Exercise goal |
Please copy the forum thread about ghost mantis coloring below word for word, from start to finish.

Supplied passage |

— Begin —

It could depend on light, heat, humidity, decor, food, enclosure size, anything!


----------



## Iconic Inverts (Sep 8, 2020)

Absolutely the point I’m making


----------



## MrGhostMantis (Sep 8, 2020)

Makes sense I guess. I could vary feeders next round of ghosts along with temp and humidity.


----------



## Ax55 (Sep 8, 2020)

I once had a ghost that would completely change colors between molts. It went between green, gold/yellow, and then brown. It ended up staying in a gold/yellow color as an adult.


----------



## Gaylordlizard (Sep 22, 2020)

Your ghost mantis are stunning. I hope to raise a ghost mantis next and would be amazed at any of these colors honestly.

Question: are you using a dslr camera or your phone? The images look very sharp and clear


----------



## Iconic Inverts (Sep 22, 2020)

Gaylordlizard said:


> Your ghost mantis are stunning. I hope to raise a ghost mantis next and would be amazed at any of these colors honestly.
> 
> Question: are you using a dslr camera or your phone? The images look very sharp and clear


Thank you! And it’s actually just my IPhone XS. I’ve had it for a while and have only just really started to realise how good the camera is.

— End —

Items |
— Begin —

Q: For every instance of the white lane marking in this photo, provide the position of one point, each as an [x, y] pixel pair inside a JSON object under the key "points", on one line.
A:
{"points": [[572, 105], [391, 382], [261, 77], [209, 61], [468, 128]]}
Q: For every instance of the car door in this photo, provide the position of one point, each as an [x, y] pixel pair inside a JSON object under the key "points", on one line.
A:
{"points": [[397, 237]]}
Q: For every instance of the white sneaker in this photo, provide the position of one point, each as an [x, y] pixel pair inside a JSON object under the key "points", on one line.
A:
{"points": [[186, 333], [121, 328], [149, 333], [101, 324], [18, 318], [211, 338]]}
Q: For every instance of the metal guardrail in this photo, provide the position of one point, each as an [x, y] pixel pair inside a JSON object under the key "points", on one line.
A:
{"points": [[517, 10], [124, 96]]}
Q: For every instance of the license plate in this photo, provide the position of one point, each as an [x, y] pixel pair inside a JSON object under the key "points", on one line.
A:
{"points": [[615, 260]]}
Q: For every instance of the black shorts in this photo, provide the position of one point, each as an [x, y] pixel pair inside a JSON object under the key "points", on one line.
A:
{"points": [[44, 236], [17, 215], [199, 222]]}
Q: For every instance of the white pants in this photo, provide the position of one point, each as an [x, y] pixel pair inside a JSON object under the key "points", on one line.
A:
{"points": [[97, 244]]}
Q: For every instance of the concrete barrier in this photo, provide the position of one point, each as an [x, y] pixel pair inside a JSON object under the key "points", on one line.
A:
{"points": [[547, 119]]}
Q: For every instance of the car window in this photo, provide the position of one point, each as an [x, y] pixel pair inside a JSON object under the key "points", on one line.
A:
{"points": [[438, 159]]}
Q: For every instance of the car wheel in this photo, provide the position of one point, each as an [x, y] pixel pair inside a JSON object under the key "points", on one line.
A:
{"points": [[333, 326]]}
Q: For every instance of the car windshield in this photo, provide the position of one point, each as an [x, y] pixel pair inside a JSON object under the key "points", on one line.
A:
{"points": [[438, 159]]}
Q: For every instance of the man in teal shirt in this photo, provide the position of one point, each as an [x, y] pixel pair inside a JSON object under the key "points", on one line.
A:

— End —

Reply to the exercise |
It could depend on light, heat, humidity, decor, food, enclosure size, anything!


----------



## Iconic Inverts (Sep 8, 2020)

Absolutely the point I’m making


----------



## MrGhostMantis (Sep 8, 2020)

Makes sense I guess. I could vary feeders next round of ghosts along with temp and humidity.


----------



## Ax55 (Sep 8, 2020)

I once had a ghost that would completely change colors between molts. It went between green, gold/yellow, and then brown. It ended up staying in a gold/yellow color as an adult.


----------



## Gaylordlizard (Sep 22, 2020)

Your ghost mantis are stunning. I hope to raise a ghost mantis next and would be amazed at any of these colors honestly.

Question: are you using a dslr camera or your phone? The images look very sharp and clear


----------



## Iconic Inverts (Sep 22, 2020)

Gaylordlizard said:


> Your ghost mantis are stunning. I hope to raise a ghost mantis next and would be amazed at any of these colors honestly.
> 
> Question: are you using a dslr camera or your phone? The images look very sharp and clear


Thank you! And it’s actually just my IPhone XS. I’ve had it for a while and have only just really started to realise how good the camera is.